▶ _PROVIDED PASSAGE_

"""

Easily worked with a variety of finishes and adaptable to many styles, silver is a favourite jewellery metal.
Silver is one of the three most popular jewellery metals, the others being gold and platinum. Among amateurs who enjoy making jewellery, silver isn’t just among the top three, it’s the metal of choice.
Silversmiths have developed many ways of working this precious metal, from the ancient hand techniques of forging and raising to the high-tech process of electroforming. Contemporary silversmiths seem to favor channelwork, etching, engraving, filigree, scrollwork, casting, applique’, and stone mounting. Silver is also a frequent component in the multi-metal techniques of married metals and mokume gane.
Just what is silver and why is it so versatile? Silver is an element and a mineral species. Its chemical symbol is Ag, from the Latin word for silver, argentum. Mineralogically, it belongs to the isometric crystal system, is 2-1/2 to 3 in hardness on the Mohs scale, has a specific gravity of 10.5, and leaves a white streak. In nature, silver often occurs with gold, copper, nickel, or other metals; silver ores include the minerals argentite, acanthite, pyrargyrite, polybasite, stephanite, and proustite. Gold that occurs with a natural silver content of about 30% is called electrum; copper-silver combinations are called halfbreeds. Major silver deposits have been found in Mexico, Canada, Norway, Chile, Australia (in New South Wales), and in the U.S. in Montana, Idaho, Colorado, Arizona, Nevada, and Michigan.

"""

▶ _STATED GOAL 1_
Filter the records and copy out every line that contains the word "water".
The passage on silver and the records are unrelated material.

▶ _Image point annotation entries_

"""

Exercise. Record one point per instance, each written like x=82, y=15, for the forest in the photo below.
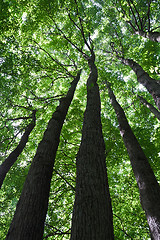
x=79, y=119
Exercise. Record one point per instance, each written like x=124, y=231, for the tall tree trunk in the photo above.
x=92, y=212
x=148, y=186
x=150, y=106
x=28, y=221
x=153, y=36
x=11, y=159
x=149, y=83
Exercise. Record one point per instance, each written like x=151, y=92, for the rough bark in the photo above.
x=92, y=213
x=149, y=83
x=150, y=106
x=149, y=188
x=11, y=159
x=153, y=36
x=28, y=221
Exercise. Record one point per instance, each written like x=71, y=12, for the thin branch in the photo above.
x=73, y=188
x=140, y=20
x=66, y=38
x=133, y=14
x=55, y=60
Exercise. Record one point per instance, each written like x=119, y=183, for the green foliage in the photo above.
x=42, y=46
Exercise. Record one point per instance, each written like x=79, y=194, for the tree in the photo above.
x=43, y=45
x=36, y=189
x=92, y=213
x=148, y=186
x=10, y=160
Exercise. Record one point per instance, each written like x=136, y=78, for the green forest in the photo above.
x=79, y=119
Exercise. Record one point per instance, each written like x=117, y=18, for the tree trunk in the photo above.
x=148, y=186
x=150, y=106
x=153, y=36
x=149, y=83
x=92, y=212
x=28, y=221
x=11, y=159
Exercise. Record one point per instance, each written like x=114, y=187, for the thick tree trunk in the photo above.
x=92, y=213
x=28, y=221
x=11, y=159
x=153, y=36
x=150, y=106
x=149, y=83
x=148, y=186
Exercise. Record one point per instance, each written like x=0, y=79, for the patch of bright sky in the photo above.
x=140, y=87
x=96, y=4
x=24, y=17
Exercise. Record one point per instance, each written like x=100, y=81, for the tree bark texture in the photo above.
x=11, y=159
x=153, y=36
x=150, y=106
x=149, y=83
x=92, y=213
x=148, y=186
x=28, y=221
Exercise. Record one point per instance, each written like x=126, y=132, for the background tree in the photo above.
x=31, y=79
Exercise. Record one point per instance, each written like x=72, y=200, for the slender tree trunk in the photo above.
x=150, y=106
x=11, y=159
x=28, y=221
x=148, y=186
x=92, y=213
x=149, y=83
x=153, y=36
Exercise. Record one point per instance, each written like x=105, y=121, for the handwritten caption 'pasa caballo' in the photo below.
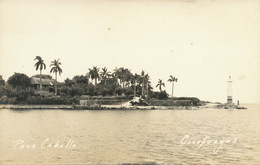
x=46, y=144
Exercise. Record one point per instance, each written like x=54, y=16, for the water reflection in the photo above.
x=128, y=137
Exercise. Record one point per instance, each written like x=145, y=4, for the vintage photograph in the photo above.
x=130, y=82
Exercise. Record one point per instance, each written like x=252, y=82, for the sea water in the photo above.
x=210, y=136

"""

▶ _STATED GOAL 2_
Sum up the passage on silver in two sentences.

▶ _FINISHED ANSWER 1_
Exercise. Record one point per instance, each written like x=54, y=16, for the water reflection in the photo above.
Exercise. Record one point per instance, each written like x=252, y=82, for the sea water in the photo above.

▶ _FINISHED ANSWER 2_
Silver is one of the three most popular jewelry metals and the top choice of amateur jewelry makers, and silversmiths work it with methods that range from forging and raising to electroforming. It is an element and a mineral with the chemical symbol Ag, often occurs in nature with gold, copper, nickel, or other metals, and has major deposits in places including Mexico, Canada, Norway, Chile, Australia, and the U.S.